▶ _To do_: Copy out the entries again word for word, beginning at the very start and ending with the line that contains "[(0, 56), (232, 54), (255, 0), (1, 0)]", that line included.

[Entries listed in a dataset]
☆ ☆ ☆ ☆

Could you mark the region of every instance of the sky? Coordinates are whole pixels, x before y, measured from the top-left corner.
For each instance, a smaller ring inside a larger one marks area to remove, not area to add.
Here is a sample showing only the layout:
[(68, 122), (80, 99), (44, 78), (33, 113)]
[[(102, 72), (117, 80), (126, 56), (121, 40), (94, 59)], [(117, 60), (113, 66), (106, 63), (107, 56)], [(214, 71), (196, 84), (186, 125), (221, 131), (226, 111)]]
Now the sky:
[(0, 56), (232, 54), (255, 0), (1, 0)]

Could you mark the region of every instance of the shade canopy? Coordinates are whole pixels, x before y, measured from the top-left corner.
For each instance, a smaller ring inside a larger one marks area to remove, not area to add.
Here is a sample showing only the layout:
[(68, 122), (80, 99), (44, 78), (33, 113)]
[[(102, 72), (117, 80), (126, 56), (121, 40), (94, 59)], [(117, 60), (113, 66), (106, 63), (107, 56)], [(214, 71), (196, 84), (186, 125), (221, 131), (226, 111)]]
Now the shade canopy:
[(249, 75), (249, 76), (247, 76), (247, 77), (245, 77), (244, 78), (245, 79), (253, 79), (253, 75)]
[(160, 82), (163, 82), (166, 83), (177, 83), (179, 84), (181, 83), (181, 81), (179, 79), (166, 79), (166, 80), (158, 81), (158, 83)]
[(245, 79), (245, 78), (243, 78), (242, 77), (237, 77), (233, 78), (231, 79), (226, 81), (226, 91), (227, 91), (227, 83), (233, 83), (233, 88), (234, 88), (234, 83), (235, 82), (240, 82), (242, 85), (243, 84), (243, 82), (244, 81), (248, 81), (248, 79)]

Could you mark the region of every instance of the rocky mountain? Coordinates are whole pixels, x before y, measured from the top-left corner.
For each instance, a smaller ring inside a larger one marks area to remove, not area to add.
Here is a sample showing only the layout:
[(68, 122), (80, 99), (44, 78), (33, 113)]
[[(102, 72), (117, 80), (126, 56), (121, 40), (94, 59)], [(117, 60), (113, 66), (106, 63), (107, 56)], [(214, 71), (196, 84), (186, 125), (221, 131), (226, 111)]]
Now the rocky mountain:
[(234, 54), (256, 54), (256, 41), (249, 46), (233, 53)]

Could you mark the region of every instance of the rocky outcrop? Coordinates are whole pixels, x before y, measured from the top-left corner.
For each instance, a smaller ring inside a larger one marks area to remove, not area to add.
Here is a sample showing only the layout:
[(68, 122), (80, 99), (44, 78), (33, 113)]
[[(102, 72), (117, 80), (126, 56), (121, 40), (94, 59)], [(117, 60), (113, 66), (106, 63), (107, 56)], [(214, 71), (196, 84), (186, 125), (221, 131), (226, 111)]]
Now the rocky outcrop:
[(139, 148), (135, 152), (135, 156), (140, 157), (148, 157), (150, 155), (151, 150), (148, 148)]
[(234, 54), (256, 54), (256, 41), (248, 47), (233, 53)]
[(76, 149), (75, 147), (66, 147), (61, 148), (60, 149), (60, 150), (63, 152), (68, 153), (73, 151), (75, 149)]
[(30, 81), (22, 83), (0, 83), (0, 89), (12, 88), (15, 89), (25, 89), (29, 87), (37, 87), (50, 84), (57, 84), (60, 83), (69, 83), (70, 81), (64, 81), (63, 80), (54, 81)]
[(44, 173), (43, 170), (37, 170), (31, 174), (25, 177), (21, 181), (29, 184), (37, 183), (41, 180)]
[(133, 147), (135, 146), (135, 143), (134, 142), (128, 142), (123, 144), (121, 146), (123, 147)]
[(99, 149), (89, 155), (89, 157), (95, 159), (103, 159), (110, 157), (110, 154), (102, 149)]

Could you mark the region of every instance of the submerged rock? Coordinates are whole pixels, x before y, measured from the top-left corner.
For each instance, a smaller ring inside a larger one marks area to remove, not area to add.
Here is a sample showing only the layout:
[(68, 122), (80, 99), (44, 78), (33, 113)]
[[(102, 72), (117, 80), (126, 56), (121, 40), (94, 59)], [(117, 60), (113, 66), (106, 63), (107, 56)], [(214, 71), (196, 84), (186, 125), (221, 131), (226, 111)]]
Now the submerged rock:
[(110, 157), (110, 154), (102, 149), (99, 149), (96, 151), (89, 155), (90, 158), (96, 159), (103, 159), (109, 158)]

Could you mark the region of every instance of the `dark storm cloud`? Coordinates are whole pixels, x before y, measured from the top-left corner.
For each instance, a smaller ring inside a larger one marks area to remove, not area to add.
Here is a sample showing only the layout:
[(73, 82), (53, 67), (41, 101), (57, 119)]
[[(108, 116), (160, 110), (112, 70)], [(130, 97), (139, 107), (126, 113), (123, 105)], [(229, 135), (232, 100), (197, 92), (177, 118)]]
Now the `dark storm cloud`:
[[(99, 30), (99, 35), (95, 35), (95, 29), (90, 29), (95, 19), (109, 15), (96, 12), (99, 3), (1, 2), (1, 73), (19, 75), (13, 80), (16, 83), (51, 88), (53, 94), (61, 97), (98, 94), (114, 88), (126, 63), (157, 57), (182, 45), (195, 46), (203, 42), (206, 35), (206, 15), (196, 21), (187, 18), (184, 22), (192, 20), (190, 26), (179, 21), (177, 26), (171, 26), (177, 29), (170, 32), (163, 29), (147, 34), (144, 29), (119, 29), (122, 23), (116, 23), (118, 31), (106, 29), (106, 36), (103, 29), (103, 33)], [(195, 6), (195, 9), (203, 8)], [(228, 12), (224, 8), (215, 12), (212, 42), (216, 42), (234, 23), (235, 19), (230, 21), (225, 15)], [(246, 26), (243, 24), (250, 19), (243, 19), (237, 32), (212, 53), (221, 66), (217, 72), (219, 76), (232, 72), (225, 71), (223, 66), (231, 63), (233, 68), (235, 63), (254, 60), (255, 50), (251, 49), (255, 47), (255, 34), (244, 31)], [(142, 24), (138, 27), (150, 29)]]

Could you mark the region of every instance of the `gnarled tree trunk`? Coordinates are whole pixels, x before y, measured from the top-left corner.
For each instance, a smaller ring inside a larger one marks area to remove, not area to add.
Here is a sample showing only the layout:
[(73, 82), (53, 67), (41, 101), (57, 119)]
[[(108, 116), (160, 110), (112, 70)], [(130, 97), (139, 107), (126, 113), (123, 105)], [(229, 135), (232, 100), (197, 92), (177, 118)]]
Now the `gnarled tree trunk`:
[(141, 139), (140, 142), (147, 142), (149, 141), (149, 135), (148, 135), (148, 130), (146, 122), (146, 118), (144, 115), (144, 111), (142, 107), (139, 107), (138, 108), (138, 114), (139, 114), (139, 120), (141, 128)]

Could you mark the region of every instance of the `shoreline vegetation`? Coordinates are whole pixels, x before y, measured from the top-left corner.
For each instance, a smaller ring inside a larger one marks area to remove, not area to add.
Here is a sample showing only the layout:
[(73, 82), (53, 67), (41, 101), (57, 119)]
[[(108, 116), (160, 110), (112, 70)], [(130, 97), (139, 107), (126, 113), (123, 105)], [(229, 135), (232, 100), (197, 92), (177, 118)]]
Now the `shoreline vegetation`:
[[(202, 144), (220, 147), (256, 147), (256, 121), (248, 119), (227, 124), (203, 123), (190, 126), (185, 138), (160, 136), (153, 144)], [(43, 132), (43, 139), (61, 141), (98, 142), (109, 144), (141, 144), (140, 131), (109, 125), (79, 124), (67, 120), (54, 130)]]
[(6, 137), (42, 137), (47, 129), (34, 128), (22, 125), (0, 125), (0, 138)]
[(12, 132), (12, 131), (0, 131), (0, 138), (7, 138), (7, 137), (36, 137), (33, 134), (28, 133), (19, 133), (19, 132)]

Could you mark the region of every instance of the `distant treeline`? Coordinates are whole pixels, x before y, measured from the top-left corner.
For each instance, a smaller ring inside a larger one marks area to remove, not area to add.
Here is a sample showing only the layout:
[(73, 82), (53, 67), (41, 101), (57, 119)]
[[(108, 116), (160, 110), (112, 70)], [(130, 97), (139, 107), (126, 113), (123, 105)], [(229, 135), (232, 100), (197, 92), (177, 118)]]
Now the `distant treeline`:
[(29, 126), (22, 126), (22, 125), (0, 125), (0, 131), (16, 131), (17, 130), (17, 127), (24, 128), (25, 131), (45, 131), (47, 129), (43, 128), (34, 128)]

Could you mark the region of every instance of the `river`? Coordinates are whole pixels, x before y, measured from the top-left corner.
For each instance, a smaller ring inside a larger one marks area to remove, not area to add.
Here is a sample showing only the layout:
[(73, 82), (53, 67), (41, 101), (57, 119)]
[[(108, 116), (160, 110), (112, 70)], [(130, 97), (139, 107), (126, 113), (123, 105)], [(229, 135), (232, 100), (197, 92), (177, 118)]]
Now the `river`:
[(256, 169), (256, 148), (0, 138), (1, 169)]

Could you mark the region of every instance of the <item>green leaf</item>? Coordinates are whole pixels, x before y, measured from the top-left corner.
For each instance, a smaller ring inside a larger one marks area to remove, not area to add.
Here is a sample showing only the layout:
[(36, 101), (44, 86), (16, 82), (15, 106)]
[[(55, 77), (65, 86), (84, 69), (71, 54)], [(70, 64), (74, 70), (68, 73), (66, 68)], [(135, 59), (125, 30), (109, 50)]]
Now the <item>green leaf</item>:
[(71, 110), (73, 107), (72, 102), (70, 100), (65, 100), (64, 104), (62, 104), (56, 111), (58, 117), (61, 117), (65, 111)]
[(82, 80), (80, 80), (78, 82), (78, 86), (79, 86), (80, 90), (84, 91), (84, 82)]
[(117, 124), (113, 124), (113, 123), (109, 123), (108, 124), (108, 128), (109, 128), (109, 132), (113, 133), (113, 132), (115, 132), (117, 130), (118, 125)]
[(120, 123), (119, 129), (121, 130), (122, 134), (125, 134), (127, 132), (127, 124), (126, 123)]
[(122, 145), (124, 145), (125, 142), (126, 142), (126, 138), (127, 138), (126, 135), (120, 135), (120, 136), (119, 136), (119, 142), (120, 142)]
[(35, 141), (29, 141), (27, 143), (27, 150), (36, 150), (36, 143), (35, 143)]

☆ ☆ ☆ ☆

▶ _Result_:
Could you mark the region of every instance of the sky? Coordinates are whole pixels, x before y, measured from the top-left corner.
For each instance, a smaller ring inside a larger one marks area to remove, not area to add.
Here is a sample showing only the layout:
[(68, 122), (80, 99), (44, 78), (33, 113)]
[[(102, 72), (117, 80), (126, 56), (121, 40), (94, 59)], [(117, 60), (113, 66), (106, 63), (107, 56)], [(214, 71), (196, 84), (186, 125), (221, 131), (226, 111)]]
Now the sky:
[(0, 56), (232, 54), (255, 0), (1, 0)]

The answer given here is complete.